Below are the records to retype. Keep every character exactly and leave out the pictures.

== DATA SUPPLIED

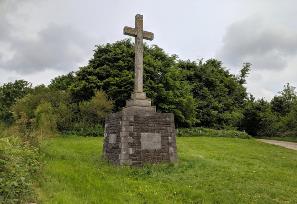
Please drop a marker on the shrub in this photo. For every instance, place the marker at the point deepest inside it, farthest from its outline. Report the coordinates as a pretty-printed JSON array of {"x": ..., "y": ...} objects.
[
  {"x": 199, "y": 132},
  {"x": 19, "y": 164}
]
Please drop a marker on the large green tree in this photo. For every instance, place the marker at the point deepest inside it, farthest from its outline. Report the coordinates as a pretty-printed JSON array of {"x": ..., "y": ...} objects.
[
  {"x": 220, "y": 96},
  {"x": 9, "y": 94},
  {"x": 112, "y": 70}
]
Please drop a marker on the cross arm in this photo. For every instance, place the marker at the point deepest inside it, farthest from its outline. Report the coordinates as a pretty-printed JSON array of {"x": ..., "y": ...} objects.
[
  {"x": 148, "y": 35},
  {"x": 130, "y": 31}
]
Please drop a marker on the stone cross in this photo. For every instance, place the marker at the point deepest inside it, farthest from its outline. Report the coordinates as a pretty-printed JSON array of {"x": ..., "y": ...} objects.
[{"x": 139, "y": 35}]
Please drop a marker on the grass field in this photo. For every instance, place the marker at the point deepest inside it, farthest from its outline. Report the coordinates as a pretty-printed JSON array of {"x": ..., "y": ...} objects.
[{"x": 210, "y": 170}]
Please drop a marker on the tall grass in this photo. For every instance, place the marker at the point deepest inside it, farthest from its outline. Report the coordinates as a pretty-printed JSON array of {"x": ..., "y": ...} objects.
[{"x": 19, "y": 165}]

====

__ANSWER BOX__
Please drop a marker on the shrub in this photo. For every instance, place the marker at the point deepest inside it, farthest from its outline. Report the coordinates as a pretty-printed JSON array of {"x": ..., "y": ...} objects.
[
  {"x": 199, "y": 132},
  {"x": 19, "y": 164}
]
Please drop a marker on the large green tree in this photo. For every instance, place the marker at the point deepest inside it, farthest from its outline. Report the coordinates as a pretty-printed JSON array of {"x": ..., "y": ...} objects.
[
  {"x": 220, "y": 96},
  {"x": 9, "y": 94},
  {"x": 112, "y": 70}
]
Please drop a marker on the cross arm in this photo. For every instance, place the marker at the point deepest inside it, farthest from its outline. Report the coordinates as a pretty-printed JSON array of {"x": ..., "y": ...} objects.
[
  {"x": 148, "y": 35},
  {"x": 130, "y": 31}
]
Please drop a marker on the stone cross in this photo. For every instance, place the marker at the point deepest inside it, farthest from its outline. Report the coordinates as a pretty-printed JSON array of {"x": ..., "y": ...} objects.
[{"x": 139, "y": 35}]
Please drop a marker on the grass field in this photo. For every instance, place the marker at the point deepest inside it, farthest from its outline. Report the coordinates as a pretty-printed JSON array of {"x": ..., "y": ...} objects.
[{"x": 210, "y": 170}]
Please drop a marker on the tall grass in this photo. For every instance, place the marker at the point deepest inside it, farthest from its outline. Report the coordinates as a pretty-printed JSON array of {"x": ..., "y": ...} objects.
[{"x": 19, "y": 165}]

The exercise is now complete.